(Natural-language object grounding data)
= = =
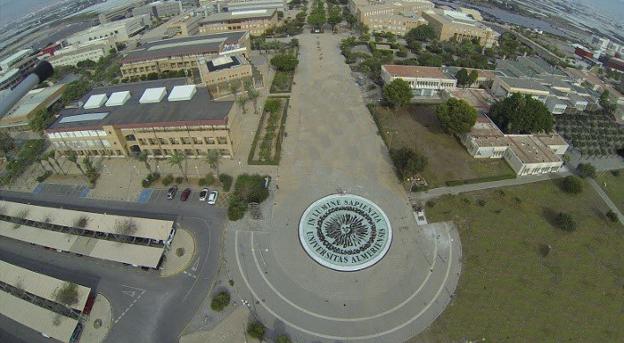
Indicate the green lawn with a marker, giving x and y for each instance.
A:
(614, 186)
(508, 292)
(417, 127)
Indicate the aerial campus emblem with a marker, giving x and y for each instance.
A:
(345, 232)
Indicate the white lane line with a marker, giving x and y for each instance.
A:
(271, 311)
(381, 314)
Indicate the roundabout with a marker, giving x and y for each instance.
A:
(345, 232)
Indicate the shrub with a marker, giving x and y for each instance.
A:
(586, 170)
(256, 330)
(565, 222)
(226, 181)
(612, 216)
(572, 184)
(220, 301)
(167, 180)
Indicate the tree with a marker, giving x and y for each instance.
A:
(456, 116)
(421, 33)
(7, 143)
(284, 62)
(256, 330)
(407, 162)
(521, 114)
(586, 170)
(213, 159)
(462, 77)
(565, 222)
(142, 157)
(572, 184)
(176, 159)
(73, 157)
(397, 93)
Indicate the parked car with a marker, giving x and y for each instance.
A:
(185, 194)
(172, 192)
(212, 198)
(203, 195)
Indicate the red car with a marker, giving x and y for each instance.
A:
(185, 194)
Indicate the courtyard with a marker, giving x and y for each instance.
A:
(510, 291)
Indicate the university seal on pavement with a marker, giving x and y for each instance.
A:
(345, 232)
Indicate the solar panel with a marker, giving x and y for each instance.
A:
(84, 117)
(118, 98)
(153, 95)
(182, 93)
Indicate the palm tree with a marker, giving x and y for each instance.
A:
(73, 157)
(176, 160)
(143, 158)
(252, 94)
(52, 155)
(213, 160)
(242, 101)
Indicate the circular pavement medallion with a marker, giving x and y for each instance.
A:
(345, 232)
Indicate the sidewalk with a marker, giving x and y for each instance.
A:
(437, 192)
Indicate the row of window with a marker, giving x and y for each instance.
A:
(72, 134)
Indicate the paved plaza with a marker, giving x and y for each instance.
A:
(332, 146)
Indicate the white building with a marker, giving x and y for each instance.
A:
(424, 81)
(526, 154)
(120, 31)
(71, 55)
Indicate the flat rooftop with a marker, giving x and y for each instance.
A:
(416, 72)
(530, 149)
(32, 100)
(199, 110)
(184, 46)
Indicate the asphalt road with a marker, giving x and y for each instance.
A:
(146, 307)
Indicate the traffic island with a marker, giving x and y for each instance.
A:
(179, 255)
(100, 321)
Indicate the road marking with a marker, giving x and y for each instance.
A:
(141, 292)
(379, 334)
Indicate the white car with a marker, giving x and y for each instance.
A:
(203, 195)
(212, 197)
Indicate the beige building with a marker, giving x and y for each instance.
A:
(183, 26)
(18, 117)
(254, 21)
(182, 53)
(158, 117)
(397, 17)
(526, 154)
(222, 71)
(457, 25)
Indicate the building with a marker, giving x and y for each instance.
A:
(182, 53)
(424, 81)
(219, 73)
(159, 117)
(18, 117)
(71, 55)
(457, 25)
(120, 31)
(159, 9)
(254, 21)
(506, 86)
(397, 17)
(182, 26)
(122, 9)
(14, 68)
(525, 154)
(250, 5)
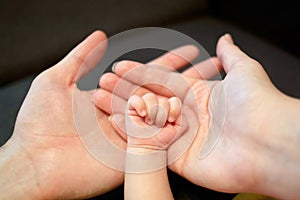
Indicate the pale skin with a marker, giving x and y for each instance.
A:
(45, 158)
(258, 151)
(164, 115)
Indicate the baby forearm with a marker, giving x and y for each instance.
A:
(147, 182)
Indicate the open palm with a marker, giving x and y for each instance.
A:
(46, 131)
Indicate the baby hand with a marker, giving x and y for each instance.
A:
(152, 122)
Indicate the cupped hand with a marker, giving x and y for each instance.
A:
(234, 112)
(46, 134)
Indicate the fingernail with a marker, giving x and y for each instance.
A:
(171, 119)
(93, 98)
(143, 113)
(228, 38)
(114, 67)
(148, 121)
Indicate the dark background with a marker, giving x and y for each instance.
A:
(37, 34)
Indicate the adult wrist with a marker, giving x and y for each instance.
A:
(18, 178)
(280, 162)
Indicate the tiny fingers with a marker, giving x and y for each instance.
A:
(175, 109)
(150, 101)
(137, 103)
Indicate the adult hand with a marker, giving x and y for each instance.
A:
(45, 158)
(257, 143)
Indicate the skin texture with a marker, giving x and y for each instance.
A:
(45, 158)
(150, 112)
(258, 144)
(51, 161)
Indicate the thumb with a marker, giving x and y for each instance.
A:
(118, 123)
(82, 59)
(230, 55)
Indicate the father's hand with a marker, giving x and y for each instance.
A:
(247, 155)
(45, 158)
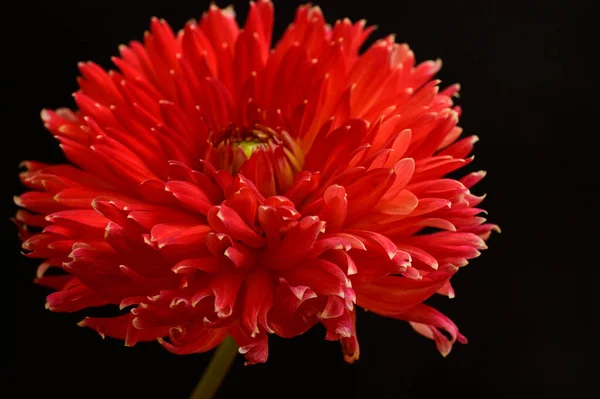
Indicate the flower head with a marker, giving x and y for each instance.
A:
(220, 187)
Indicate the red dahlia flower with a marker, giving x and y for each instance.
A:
(220, 187)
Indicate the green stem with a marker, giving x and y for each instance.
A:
(216, 370)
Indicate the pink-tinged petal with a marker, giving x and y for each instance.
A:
(225, 288)
(473, 178)
(173, 234)
(426, 321)
(325, 278)
(224, 219)
(190, 195)
(336, 207)
(447, 290)
(258, 300)
(392, 295)
(120, 327)
(196, 339)
(335, 307)
(74, 298)
(380, 240)
(419, 257)
(343, 328)
(208, 265)
(255, 349)
(295, 245)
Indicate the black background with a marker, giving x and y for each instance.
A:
(522, 304)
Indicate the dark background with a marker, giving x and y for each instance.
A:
(522, 304)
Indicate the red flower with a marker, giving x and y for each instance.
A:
(220, 187)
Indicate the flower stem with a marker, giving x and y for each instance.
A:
(216, 370)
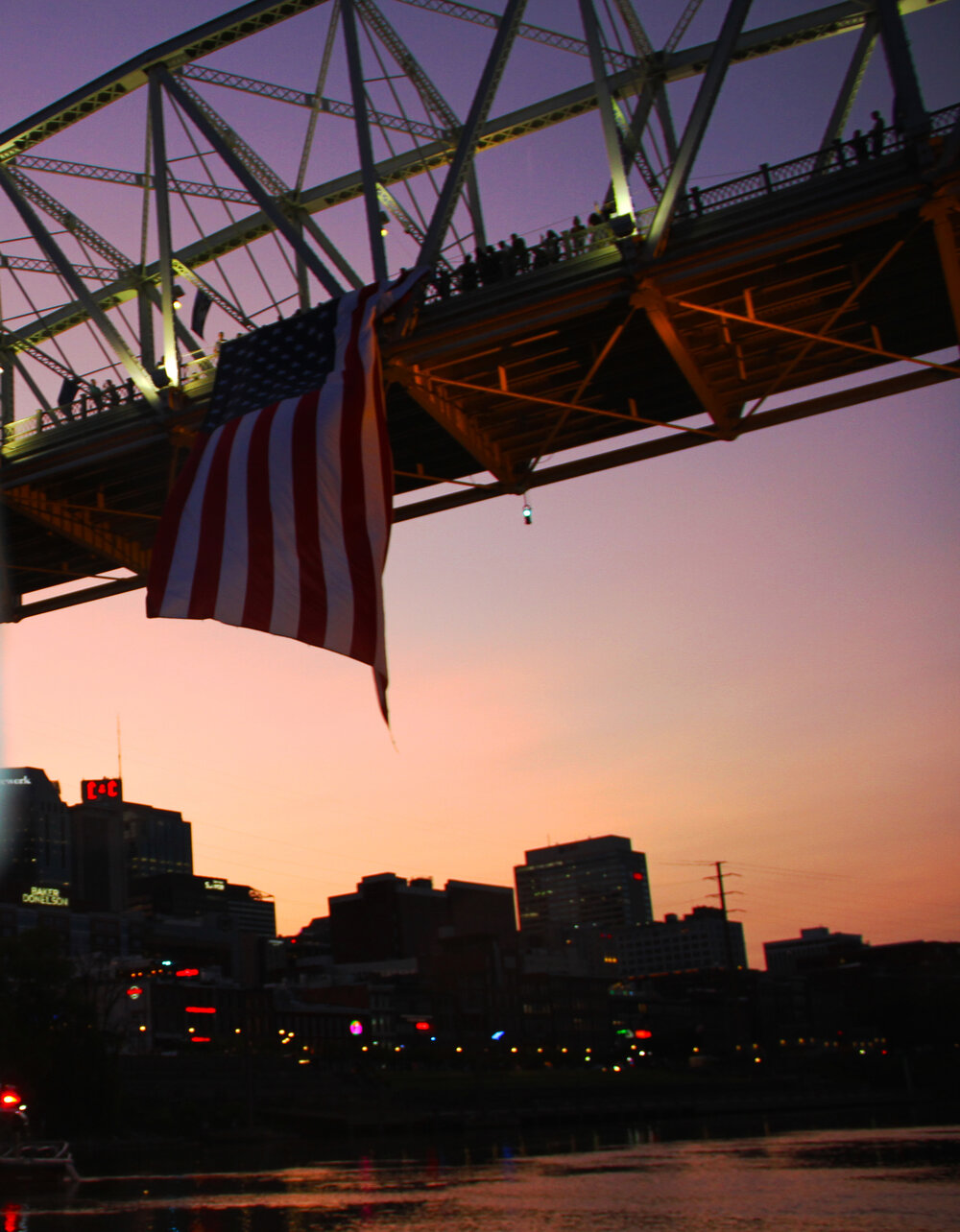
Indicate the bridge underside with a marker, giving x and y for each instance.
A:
(494, 390)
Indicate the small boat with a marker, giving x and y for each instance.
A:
(37, 1162)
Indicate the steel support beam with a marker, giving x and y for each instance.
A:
(942, 212)
(850, 89)
(471, 130)
(622, 202)
(655, 303)
(55, 254)
(696, 125)
(161, 200)
(910, 113)
(79, 526)
(268, 204)
(431, 397)
(365, 147)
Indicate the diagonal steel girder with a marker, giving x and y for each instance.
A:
(843, 17)
(826, 22)
(55, 252)
(716, 69)
(471, 130)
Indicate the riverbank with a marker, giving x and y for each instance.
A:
(272, 1115)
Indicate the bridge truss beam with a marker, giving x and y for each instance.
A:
(681, 332)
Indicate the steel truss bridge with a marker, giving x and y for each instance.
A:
(686, 316)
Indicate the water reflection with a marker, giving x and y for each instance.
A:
(860, 1181)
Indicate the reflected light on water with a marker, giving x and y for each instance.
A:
(856, 1181)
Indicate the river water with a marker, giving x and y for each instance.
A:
(890, 1180)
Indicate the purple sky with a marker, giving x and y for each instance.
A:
(743, 653)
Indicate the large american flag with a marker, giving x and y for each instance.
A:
(280, 517)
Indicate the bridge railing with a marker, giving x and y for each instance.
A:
(842, 155)
(573, 243)
(95, 403)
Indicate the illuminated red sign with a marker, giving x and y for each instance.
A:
(101, 789)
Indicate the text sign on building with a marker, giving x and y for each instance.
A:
(101, 789)
(46, 896)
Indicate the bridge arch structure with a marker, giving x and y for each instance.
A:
(685, 307)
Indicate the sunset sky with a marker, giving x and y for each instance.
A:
(746, 652)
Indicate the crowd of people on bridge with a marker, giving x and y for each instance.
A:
(508, 259)
(863, 146)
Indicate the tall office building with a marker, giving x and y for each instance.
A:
(117, 841)
(573, 888)
(35, 841)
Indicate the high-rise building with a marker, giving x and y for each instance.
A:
(703, 940)
(391, 918)
(117, 841)
(35, 840)
(813, 948)
(596, 885)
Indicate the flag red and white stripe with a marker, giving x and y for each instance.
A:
(280, 519)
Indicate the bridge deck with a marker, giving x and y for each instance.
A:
(672, 352)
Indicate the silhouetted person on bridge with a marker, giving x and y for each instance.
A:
(521, 252)
(442, 281)
(468, 274)
(876, 133)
= = =
Exercise: Write out every line from the data above that includes "flower".

Finished exercise:
Indicate the flower head with a marker, giving x and y for each instance.
Indicate the red dahlia flower with a marker, giving x and y for each instance.
Indicate the red flower with a marker, giving x and y for each instance.
Indicate the flower stem with a marker, giving x and y for each instance.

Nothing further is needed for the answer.